** THE REQUEST **
Copy the records below with every "one point per instance" swapped for "a single point for each instance" and all other text left unchanged. Leave the pictures out.

————

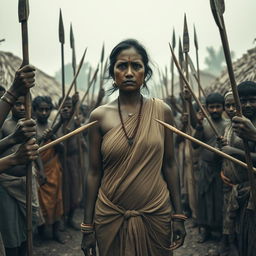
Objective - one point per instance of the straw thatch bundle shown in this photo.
(45, 84)
(244, 69)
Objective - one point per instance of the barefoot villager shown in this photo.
(210, 193)
(72, 178)
(241, 209)
(132, 195)
(17, 148)
(49, 193)
(228, 245)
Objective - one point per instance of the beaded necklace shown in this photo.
(130, 139)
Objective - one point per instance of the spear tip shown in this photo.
(102, 53)
(23, 10)
(218, 8)
(185, 35)
(61, 29)
(173, 39)
(72, 39)
(195, 38)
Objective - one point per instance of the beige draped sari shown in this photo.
(133, 209)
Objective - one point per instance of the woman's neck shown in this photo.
(129, 98)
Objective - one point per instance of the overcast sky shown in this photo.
(110, 21)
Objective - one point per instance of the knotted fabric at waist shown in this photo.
(127, 213)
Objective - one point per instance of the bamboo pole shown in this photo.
(70, 88)
(67, 136)
(202, 144)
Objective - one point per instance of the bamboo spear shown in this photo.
(165, 79)
(197, 64)
(84, 96)
(66, 136)
(181, 62)
(23, 12)
(62, 42)
(186, 46)
(195, 75)
(200, 143)
(193, 94)
(172, 66)
(218, 9)
(72, 46)
(70, 88)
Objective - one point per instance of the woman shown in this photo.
(132, 170)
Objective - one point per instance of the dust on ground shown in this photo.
(73, 238)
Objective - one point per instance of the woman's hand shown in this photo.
(230, 150)
(179, 234)
(88, 245)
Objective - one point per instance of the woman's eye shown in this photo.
(122, 66)
(137, 66)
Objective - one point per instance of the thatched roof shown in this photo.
(45, 84)
(244, 69)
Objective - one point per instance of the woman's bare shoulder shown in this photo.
(99, 112)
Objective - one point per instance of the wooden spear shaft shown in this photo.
(193, 94)
(70, 88)
(67, 136)
(23, 18)
(82, 100)
(62, 71)
(202, 144)
(218, 11)
(195, 74)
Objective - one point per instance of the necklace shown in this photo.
(130, 139)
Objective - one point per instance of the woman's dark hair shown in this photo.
(246, 88)
(127, 44)
(39, 99)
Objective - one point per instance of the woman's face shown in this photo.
(129, 70)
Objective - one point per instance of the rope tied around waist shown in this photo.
(131, 213)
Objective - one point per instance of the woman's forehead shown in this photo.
(129, 54)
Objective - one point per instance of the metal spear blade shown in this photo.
(61, 29)
(102, 53)
(23, 10)
(195, 38)
(72, 40)
(173, 39)
(181, 57)
(185, 36)
(218, 8)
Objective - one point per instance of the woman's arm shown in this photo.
(94, 176)
(170, 168)
(171, 176)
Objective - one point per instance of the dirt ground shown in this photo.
(73, 241)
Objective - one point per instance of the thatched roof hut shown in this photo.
(45, 84)
(244, 69)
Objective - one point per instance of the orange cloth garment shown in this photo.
(50, 194)
(133, 209)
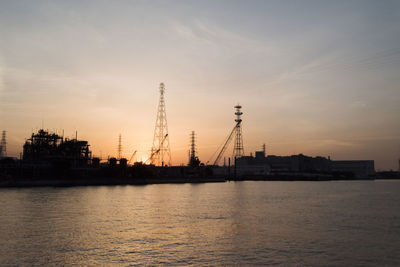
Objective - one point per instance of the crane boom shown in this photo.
(156, 151)
(226, 143)
(133, 155)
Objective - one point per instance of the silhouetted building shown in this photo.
(49, 147)
(359, 168)
(253, 166)
(298, 163)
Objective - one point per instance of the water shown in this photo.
(353, 223)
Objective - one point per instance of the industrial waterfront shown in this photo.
(222, 224)
(51, 159)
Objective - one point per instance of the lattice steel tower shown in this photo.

————

** SOLUTION FOR THIS EXERCISE **
Objective - a single point for each instance of the straw thatch bundle shown in this photo.
(45, 84)
(244, 69)
Objective - a single point for each instance of the barefoot villager shown in this photo.
(210, 193)
(72, 178)
(241, 209)
(132, 195)
(17, 148)
(49, 193)
(228, 245)
Objective - a single point for each instance of the beaded necklace shown in this photo.
(130, 139)
Objective - a single point for each instance of the spear tip shown in this photo.
(102, 53)
(23, 10)
(218, 8)
(185, 35)
(61, 29)
(173, 39)
(72, 39)
(195, 38)
Objective - a single point for each instance of the beige draped sari shown in this photo.
(133, 209)
Objective - a single point for each instance of the woman's neck shown in this photo.
(129, 98)
Objective - a single point for each instance of the overcast sky shown in this photo.
(110, 21)
Objective - a single point for each instance of the knotted fabric at waist shown in this photo.
(127, 213)
Objective - a single point for each instance of the bamboo pole shown in this photo.
(70, 88)
(67, 136)
(202, 144)
Objective - a single point for each instance of the bamboo spear shown in this photo.
(165, 79)
(197, 64)
(84, 96)
(66, 136)
(181, 62)
(23, 12)
(62, 42)
(186, 46)
(195, 75)
(200, 143)
(193, 94)
(172, 66)
(218, 9)
(72, 46)
(70, 88)
Objective - a single point for each instance of the woman shown in this photo.
(132, 170)
Objective - a single point for each instance of the dust on ground shown in this photo.
(73, 238)
Objective - a single point for each instance of the woman's hand shown in this photo.
(230, 150)
(179, 234)
(88, 245)
Objective - a single point for each instance of the woman's eye shown in this photo.
(122, 66)
(137, 66)
Objective - a single point for each instance of the thatched roof shown in this photo.
(45, 84)
(244, 69)
Objective - a single point for each instance of the woman's bare shoulder shown in this photo.
(99, 112)
Objective - a single point for each instance of the wooden spear shaft shown in this photo.
(193, 94)
(70, 88)
(67, 136)
(23, 18)
(82, 100)
(62, 71)
(202, 144)
(218, 11)
(195, 74)
Objective - a single point for each instance of the necklace shown in this photo.
(130, 139)
Objective - a single point for each instance of the woman's dark hair shown in this photo.
(246, 88)
(127, 44)
(39, 99)
Objective - a single point for each instance of the woman's face shown in this photo.
(129, 70)
Objective - a single point for each instance of the rope tied around waist shown in this photo.
(131, 213)
Objective - a single point for each instance of the woman's forehead shown in this photo.
(129, 54)
Objective - a single point for each instance of the metal spear blade shown in this photo.
(61, 29)
(102, 53)
(23, 10)
(195, 38)
(72, 40)
(173, 39)
(181, 57)
(185, 36)
(218, 8)
Objective - a single point for each instance of the woman's arm shown in this photo.
(94, 176)
(170, 168)
(171, 176)
Objective - a single point for each instance of the dirt ground shown in this photo.
(73, 241)
Objective - a single point for each instance of the thatched roof hut shown in this photo.
(45, 84)
(244, 69)
Objective - a single point for each instance of the orange cloth garment shown in this photo.
(50, 194)
(133, 209)
Objective - a single point for each instance of the crane boom shown in this photo.
(156, 151)
(226, 143)
(133, 155)
Objective - a single point for each instance of the silhouetted building shown in this photo.
(49, 147)
(359, 168)
(253, 166)
(298, 163)
Objective - a single point for each instance of the water shown in this photo.
(353, 223)
Objective - a single point for each instance of the industrial waterfront shown in this photo.
(222, 224)
(51, 159)
Objective - a single point for each instance of the lattice steel tower shown in this photo.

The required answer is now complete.